* Your instructions *
From the first line to the last, return the data exactly, with no pictures.

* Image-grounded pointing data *
-------
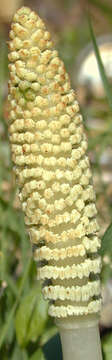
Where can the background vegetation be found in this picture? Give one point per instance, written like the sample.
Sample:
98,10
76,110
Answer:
26,331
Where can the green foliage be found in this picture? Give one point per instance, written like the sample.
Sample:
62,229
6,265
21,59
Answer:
38,355
32,315
107,87
24,324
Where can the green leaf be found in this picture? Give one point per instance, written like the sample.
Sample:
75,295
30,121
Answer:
31,317
19,354
107,347
38,355
104,7
106,84
106,247
10,316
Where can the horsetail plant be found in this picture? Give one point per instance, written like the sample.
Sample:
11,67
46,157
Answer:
48,146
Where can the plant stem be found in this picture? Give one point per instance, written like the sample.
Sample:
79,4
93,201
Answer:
80,338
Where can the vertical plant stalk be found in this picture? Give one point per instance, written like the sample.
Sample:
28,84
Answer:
48,146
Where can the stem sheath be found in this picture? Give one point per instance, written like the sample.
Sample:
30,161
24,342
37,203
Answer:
80,339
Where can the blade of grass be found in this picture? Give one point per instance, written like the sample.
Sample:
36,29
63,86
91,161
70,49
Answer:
106,84
12,312
106,9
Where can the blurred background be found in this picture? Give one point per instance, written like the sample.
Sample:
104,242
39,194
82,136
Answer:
26,331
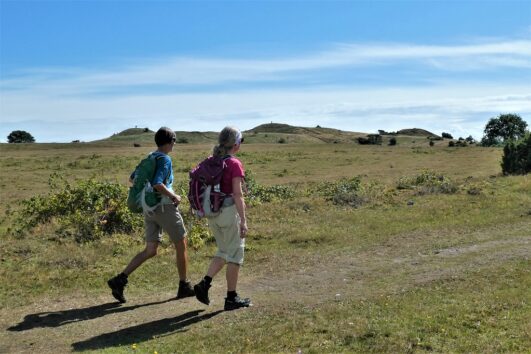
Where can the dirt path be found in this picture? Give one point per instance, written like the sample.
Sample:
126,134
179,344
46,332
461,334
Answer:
81,323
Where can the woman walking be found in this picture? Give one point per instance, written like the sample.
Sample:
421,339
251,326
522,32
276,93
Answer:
230,226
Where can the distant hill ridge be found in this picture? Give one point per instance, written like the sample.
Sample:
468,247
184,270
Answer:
415,132
264,133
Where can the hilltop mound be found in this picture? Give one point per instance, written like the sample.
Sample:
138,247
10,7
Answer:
275,128
272,132
415,132
134,131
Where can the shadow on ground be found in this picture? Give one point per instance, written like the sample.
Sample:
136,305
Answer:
143,332
60,318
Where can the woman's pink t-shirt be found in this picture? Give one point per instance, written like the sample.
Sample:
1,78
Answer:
234,169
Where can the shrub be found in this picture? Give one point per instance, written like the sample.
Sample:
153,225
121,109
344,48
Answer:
86,211
257,193
20,136
517,156
428,182
447,135
346,191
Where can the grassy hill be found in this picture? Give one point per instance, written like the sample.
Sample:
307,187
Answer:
145,137
271,133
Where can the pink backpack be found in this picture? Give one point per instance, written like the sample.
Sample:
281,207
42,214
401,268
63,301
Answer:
204,191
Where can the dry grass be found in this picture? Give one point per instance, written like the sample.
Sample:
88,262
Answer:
436,272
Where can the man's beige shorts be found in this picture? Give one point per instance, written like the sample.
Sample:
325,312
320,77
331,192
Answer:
226,230
169,220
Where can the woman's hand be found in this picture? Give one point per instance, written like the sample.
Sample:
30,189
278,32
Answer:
176,199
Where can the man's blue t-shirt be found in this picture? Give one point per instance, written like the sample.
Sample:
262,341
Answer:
163,172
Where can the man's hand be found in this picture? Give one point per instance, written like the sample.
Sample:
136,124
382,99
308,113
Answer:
176,199
243,229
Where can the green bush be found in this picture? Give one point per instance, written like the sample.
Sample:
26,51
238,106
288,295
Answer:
346,191
257,193
428,182
86,211
517,156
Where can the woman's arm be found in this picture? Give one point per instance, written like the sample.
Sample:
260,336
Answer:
162,189
237,194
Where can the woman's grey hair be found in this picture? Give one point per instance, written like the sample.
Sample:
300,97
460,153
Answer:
226,140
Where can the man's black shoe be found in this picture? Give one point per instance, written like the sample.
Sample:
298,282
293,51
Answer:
236,303
201,292
117,285
185,290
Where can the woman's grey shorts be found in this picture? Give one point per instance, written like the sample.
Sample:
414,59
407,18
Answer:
226,230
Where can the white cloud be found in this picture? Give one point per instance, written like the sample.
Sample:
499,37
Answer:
116,98
183,71
343,108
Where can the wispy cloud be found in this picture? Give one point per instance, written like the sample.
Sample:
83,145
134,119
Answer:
192,93
171,73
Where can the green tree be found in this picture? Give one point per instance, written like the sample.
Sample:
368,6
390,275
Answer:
20,136
503,128
517,156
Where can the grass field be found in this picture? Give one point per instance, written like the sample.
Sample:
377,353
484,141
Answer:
403,272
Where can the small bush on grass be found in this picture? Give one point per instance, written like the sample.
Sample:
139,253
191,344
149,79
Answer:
428,182
257,193
516,158
346,191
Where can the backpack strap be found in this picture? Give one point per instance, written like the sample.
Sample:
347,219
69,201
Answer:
157,156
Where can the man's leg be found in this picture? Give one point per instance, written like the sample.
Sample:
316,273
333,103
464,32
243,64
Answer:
118,283
233,301
149,252
181,255
233,270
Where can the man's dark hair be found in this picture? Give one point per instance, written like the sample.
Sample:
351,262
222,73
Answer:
164,136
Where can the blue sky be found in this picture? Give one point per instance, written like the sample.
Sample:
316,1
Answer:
87,69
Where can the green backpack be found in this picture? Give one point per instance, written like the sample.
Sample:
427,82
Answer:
142,198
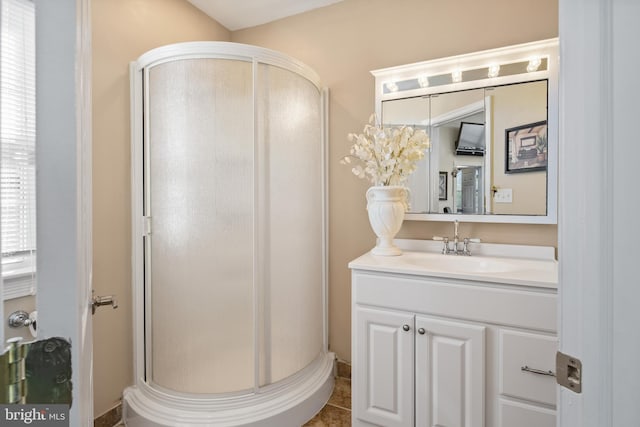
-------
* Output for this task *
Where can the background vegetation be found in this picture? Give one point per instance, written like the sample.
Sample:
98,10
76,110
Answer:
26,331
Where can the green foliage be found in this picture? Give one point per instance, written like the sample.
Sample:
62,229
6,265
21,59
Answer:
38,355
32,315
107,87
24,324
Where can the green leaf be found in this picture? Give one point per instance, written like the sample.
Sample:
75,295
30,121
Answer:
31,317
19,354
107,347
38,355
104,7
106,84
106,247
10,316
Where can the horsetail plant be found in this picture? Give one point per instance, written like the sample.
Sample:
11,67
46,157
Answer:
48,146
Where can the plant stem be found in this picture? Give one point per instance, written like the sample.
Sample:
79,4
93,201
Answer:
80,338
Where can the vertical plant stalk be found in this picture? Give one point per instance, written like the sample.
Sample:
28,84
Answer:
48,146
Where can the stem sheath be found in this picture? Give one point per instance, written like the sample.
Sample:
30,161
24,342
37,203
Answer:
80,339
Where can the blade of grass be found in this picture? Give one point per instance, written like the sample.
Sample:
36,29
63,86
91,161
70,49
Answer:
106,84
12,312
106,9
Where can the blurred background be found in this picture? Give one point per instance, written like the sample.
Sample:
104,242
39,194
82,136
Answer:
26,331
Where can the dirt path be found in this picture? Give one point per instance, written like the sample.
Sample:
126,134
179,344
46,332
461,334
Answer:
81,323
Where can the woman walking be found in this picture? Give one point per instance, written like the sample.
Sample:
421,339
251,326
522,32
276,93
Answer:
230,226
Where can the distant hill ridge be found in this picture? Give one point per instance, written like the sample.
Sample:
468,247
184,270
Answer:
415,132
264,133
Where can the hilltop mound be found in this picture? Give one point per instance, written like the sample.
Sample:
138,247
10,7
Answer:
275,128
272,132
415,132
134,131
Where can the shadow on ground be found in this picture? Give one point per instance, written like the sample.
Sample:
136,305
Answer:
143,332
60,318
Where can the woman's pink t-shirt be found in this picture? Give one point per instance, written like the sample.
Sample:
1,78
Answer:
234,169
Where can the shrub be found in this picture? Give one point per instance, written like the sample.
Sample:
153,225
121,109
344,48
Answer:
86,211
257,193
20,136
517,156
428,182
447,135
346,191
Where can the grassy hill be found in this picture? Give one point per instance, written like the sample.
Sample:
307,187
Answer:
145,137
271,133
Where can the pink backpack be found in this picture? Give one point per instance, written like the sample.
Sample:
281,207
42,214
401,268
63,301
Answer:
204,191
Where can the dry grass be found in this picture? Give one point per instance, written like the sample.
Sample:
88,262
Answer:
436,272
Where can the man's beige shorts be found in this picture? Give one point per instance, written like the sample.
Sample:
325,312
320,77
331,192
Answer:
226,230
169,220
Where can the woman's hand be found in this picture? Give one point per instance, written like the sample.
Sample:
30,189
278,32
Answer:
176,199
Where can the man's blue t-shirt be found in this picture? Give one point per instance, written like the sample.
Sample:
262,341
Answer:
163,172
Where can the man's hand be found in this picture? Give one point per instance, written like the sample.
Sample:
136,124
382,99
308,113
Answer:
176,199
243,229
Where can the green bush be found in this picture? Give one point per instance, written like the sample.
Sample:
26,51
238,106
288,295
Answer:
346,191
257,193
428,182
86,211
517,156
Where can the woman's arm be found in this picture? Give one point per instance, written like the sample.
Sample:
260,336
Answer:
162,189
237,194
Where can the woman's grey hair be found in this picture? Give one point per instance, written like the sample.
Sample:
300,97
460,153
Answer:
226,140
Where can the man's black shoe be found in this picture? Give one point per instance, written like the sample.
Sample:
298,282
293,51
Answer:
236,303
201,292
117,285
185,290
Where can the woman's grey shorts be found in this picture? Give one point per instance, written like the sample.
Sample:
414,59
407,18
Answer:
226,230
Where can the white cloud be found in this picture? Give one point per instance, written like the sample.
Sample:
499,37
Answer:
116,98
183,71
343,108
Where can the wispy cloud be found in this picture? Give one point per instance, written like the sample.
Sample:
83,145
134,119
Answer:
192,93
171,73
Where can the green tree be found in this picture? Give one point per instance, written like the sample.
Sample:
368,6
390,275
Answer:
20,136
503,128
517,156
Where can the grass field be found in this picture? Give one point per instance, written like the sample.
Sample:
377,353
484,141
Answer:
403,272
Where can the small bush on grass be found in this picture? Give one point per instance, written like the sample.
Sample:
139,253
191,344
149,79
Answer:
428,182
257,193
516,158
346,191
Where can the backpack strap be found in this picture? Give one point per instance, written like the sample.
Sample:
347,219
69,201
Answer:
157,156
Where can the man's leg be found in this picture? Give one point per instance, written like the sample.
Sample:
316,273
333,103
464,32
243,64
Answer:
118,283
233,301
149,252
181,255
233,270
Where can the man's dark hair be found in this picture? Give one point per instance, written like the sample.
Sample:
351,262
222,73
Answer:
164,136
Where can the blue sky be found in this picture? Give one point per instance, written like the sample.
Sample:
316,1
Answer:
87,69
Where can the green backpack be found in this picture? Give one point per instance, written like the sample.
Sample:
427,82
Answer:
142,198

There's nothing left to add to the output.